| DIRECTIVE |
Copy out every line of the data below, from the line that contains "TARGET = boy's face" through the final line, and add 3 to each number in the coordinates.

| THE DATA |
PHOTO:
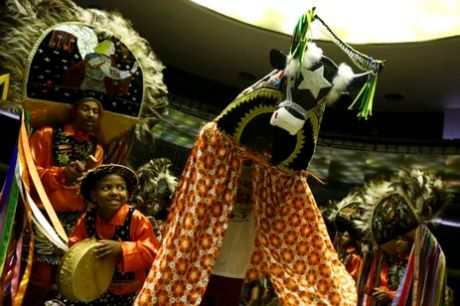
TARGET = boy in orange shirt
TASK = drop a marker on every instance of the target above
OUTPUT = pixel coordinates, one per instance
(122, 231)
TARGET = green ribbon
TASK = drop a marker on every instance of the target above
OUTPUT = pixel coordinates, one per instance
(10, 207)
(365, 97)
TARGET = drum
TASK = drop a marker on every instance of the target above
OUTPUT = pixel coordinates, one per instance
(82, 277)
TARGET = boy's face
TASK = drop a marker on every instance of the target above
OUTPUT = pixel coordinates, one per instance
(87, 115)
(109, 194)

| TASK SOLUTION |
TARGET = boy's face
TASK = drop a marker on every instance of the target above
OUTPUT = pixel coordinates, one per instance
(90, 118)
(112, 197)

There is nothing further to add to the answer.